**Activity**.
The records need to be set down again exactly as they appear.

BEGIN Working data

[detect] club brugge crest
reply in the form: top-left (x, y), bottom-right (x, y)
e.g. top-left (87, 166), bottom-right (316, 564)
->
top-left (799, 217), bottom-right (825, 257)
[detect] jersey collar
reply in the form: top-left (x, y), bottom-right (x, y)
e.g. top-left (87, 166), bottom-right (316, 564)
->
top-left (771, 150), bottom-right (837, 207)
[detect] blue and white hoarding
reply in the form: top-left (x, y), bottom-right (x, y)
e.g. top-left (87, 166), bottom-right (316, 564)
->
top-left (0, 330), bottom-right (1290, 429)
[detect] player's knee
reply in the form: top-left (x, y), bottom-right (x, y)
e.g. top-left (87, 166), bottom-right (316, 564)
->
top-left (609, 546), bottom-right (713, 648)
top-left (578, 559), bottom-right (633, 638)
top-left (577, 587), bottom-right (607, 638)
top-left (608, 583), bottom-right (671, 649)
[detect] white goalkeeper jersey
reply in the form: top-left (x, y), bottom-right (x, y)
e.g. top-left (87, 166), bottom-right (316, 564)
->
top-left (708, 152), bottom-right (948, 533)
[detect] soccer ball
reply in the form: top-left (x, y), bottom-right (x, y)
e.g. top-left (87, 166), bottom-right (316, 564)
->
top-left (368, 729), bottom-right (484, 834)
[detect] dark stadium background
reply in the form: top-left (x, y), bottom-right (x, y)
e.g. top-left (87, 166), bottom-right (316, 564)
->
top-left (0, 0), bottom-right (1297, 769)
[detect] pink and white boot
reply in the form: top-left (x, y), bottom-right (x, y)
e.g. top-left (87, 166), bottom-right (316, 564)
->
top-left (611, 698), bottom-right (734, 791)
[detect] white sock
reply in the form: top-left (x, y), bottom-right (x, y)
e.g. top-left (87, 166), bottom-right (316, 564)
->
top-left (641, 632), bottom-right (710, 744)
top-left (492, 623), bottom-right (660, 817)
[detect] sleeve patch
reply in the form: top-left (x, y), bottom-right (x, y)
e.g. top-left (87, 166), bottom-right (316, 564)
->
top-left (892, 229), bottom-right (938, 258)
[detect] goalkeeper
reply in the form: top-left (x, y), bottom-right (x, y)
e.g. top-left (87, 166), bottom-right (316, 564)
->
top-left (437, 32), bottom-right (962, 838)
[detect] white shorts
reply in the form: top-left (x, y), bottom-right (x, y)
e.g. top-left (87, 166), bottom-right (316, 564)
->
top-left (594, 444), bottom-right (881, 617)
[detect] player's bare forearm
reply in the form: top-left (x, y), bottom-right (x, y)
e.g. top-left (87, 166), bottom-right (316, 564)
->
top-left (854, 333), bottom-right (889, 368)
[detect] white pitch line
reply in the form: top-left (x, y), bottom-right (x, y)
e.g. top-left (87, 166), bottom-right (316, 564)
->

END Working data

**Response area**.
[detect] club brugge crest
reply in the form: top-left (x, y), bottom-right (x, y)
e.g. top-left (87, 166), bottom-right (316, 564)
->
top-left (799, 217), bottom-right (825, 257)
[detect] jersey collar
reply in the form: top-left (x, y), bottom-right (x, y)
e.g. top-left (87, 166), bottom-right (316, 564)
->
top-left (771, 150), bottom-right (837, 207)
[detect] blue and white hoarding
reply in the form: top-left (x, y), bottom-right (x, y)
e.g. top-left (87, 166), bottom-right (316, 564)
->
top-left (0, 330), bottom-right (1290, 429)
[detect] player's knee
reply in the form: top-left (x, y), bottom-right (x, y)
e.g. top-left (87, 166), bottom-right (316, 564)
->
top-left (609, 546), bottom-right (713, 648)
top-left (578, 559), bottom-right (633, 638)
top-left (577, 587), bottom-right (607, 638)
top-left (608, 583), bottom-right (671, 649)
[detect] white goalkeeper jersey
reply in the form: top-left (x, y), bottom-right (x, y)
e.g. top-left (87, 166), bottom-right (316, 564)
->
top-left (708, 152), bottom-right (948, 533)
[detect] soccer ball
reply in the form: top-left (x, y), bottom-right (x, y)
e.g. top-left (87, 166), bottom-right (316, 564)
->
top-left (368, 729), bottom-right (484, 834)
[detect] dark stadium background
reply in the form: top-left (x, y), bottom-right (x, y)
e.g. top-left (87, 166), bottom-right (316, 564)
->
top-left (0, 0), bottom-right (1297, 769)
[detect] pink and white boot
reply in the form: top-left (x, y), bottom-right (x, y)
e.g. top-left (87, 166), bottom-right (316, 564)
->
top-left (611, 698), bottom-right (734, 791)
[detect] white sock
reply in the form: top-left (x, y), bottom-right (x, y)
e.g. top-left (87, 166), bottom-right (316, 564)
->
top-left (641, 632), bottom-right (710, 744)
top-left (492, 623), bottom-right (660, 817)
[detect] sleeve patch
reply in the form: top-left (x, y), bottom-right (x, y)
e.g. top-left (87, 166), bottom-right (316, 564)
->
top-left (892, 229), bottom-right (938, 258)
[detect] goalkeeper
reply in the form: top-left (x, y), bottom-right (x, y)
e.g. top-left (87, 166), bottom-right (316, 564)
->
top-left (437, 32), bottom-right (962, 838)
[detect] white shorts
reply in the form: top-left (x, y), bottom-right (x, y)
e.g. top-left (87, 166), bottom-right (316, 564)
->
top-left (594, 444), bottom-right (881, 617)
[detect] player's bare forearm
reply in the form: top-left (x, y), bottom-right (x, y)
e.g. top-left (87, 166), bottom-right (316, 564)
->
top-left (854, 333), bottom-right (889, 368)
[detect] white pitch line
reply in the form: top-left (x, y), bottom-right (x, y)
e.g. top-left (87, 166), bottom-right (316, 564)
->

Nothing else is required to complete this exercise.